Problem details | Write out the whole listing again, exactly as given.

Material shown |

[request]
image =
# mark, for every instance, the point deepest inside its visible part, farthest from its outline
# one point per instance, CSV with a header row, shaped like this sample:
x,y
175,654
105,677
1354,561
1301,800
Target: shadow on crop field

Your response |
[request]
image =
# mark, for every instance, the point deepest inside its visible part, farthest from its outline
# one point per instance, CSV with a header row, shaped like this sample:
x,y
175,654
105,677
1354,561
1301,800
Target: shadow on crop field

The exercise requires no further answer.